- Directive -
Please copy every line of the listing below word for word, leaving out the pictures.

______________________________

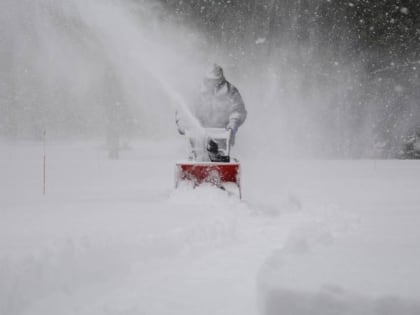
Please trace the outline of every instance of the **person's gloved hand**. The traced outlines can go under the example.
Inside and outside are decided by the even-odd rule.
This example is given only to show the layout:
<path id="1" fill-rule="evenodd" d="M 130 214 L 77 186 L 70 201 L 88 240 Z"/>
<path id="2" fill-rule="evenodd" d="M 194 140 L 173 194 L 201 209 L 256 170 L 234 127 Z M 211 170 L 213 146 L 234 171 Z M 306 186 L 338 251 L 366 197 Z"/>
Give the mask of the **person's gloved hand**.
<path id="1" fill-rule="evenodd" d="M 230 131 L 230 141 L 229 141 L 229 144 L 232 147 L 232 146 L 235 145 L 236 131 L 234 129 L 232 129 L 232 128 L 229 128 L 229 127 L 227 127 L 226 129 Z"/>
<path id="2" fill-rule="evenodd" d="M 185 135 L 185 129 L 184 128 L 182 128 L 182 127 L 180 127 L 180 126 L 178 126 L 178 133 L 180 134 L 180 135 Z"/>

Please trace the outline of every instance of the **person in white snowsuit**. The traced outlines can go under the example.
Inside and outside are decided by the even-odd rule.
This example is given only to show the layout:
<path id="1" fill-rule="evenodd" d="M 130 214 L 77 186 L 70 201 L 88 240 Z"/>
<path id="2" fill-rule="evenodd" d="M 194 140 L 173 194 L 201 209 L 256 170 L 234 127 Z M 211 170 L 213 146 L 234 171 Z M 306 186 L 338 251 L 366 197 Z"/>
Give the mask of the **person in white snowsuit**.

______________________________

- Exercise result -
Please trace the outline of every instance of the **person's gloved hand**. The traced outlines can go under the example.
Inside and outside are decided by the even-odd rule.
This example is given only to show the layout:
<path id="1" fill-rule="evenodd" d="M 130 214 L 77 186 L 70 201 L 88 240 Z"/>
<path id="2" fill-rule="evenodd" d="M 194 140 L 173 194 L 201 209 L 256 170 L 234 127 Z M 211 170 L 213 146 L 234 171 Z M 306 186 L 338 251 L 366 197 Z"/>
Give the mask of the **person's gloved hand**.
<path id="1" fill-rule="evenodd" d="M 230 131 L 230 141 L 229 141 L 229 144 L 232 147 L 232 146 L 235 145 L 236 131 L 234 129 L 232 129 L 232 128 L 229 128 L 229 127 L 227 127 L 226 129 Z"/>
<path id="2" fill-rule="evenodd" d="M 185 135 L 185 129 L 184 128 L 182 128 L 182 127 L 180 127 L 180 126 L 178 126 L 178 133 L 180 134 L 180 135 Z"/>

Please trace the outline of every instance of the **person in white snowsuit**. The traced outlines can go under the example.
Inside and outside are decided by the even-odd rule.
This example is given only to show the layout:
<path id="1" fill-rule="evenodd" d="M 130 214 L 77 186 L 70 201 L 88 240 Z"/>
<path id="2" fill-rule="evenodd" d="M 194 140 L 173 194 L 201 209 L 256 170 L 234 127 Z M 211 170 L 213 146 L 234 171 Z M 306 186 L 338 251 L 366 197 Z"/>
Give the mask of the **person in white snowsuit**.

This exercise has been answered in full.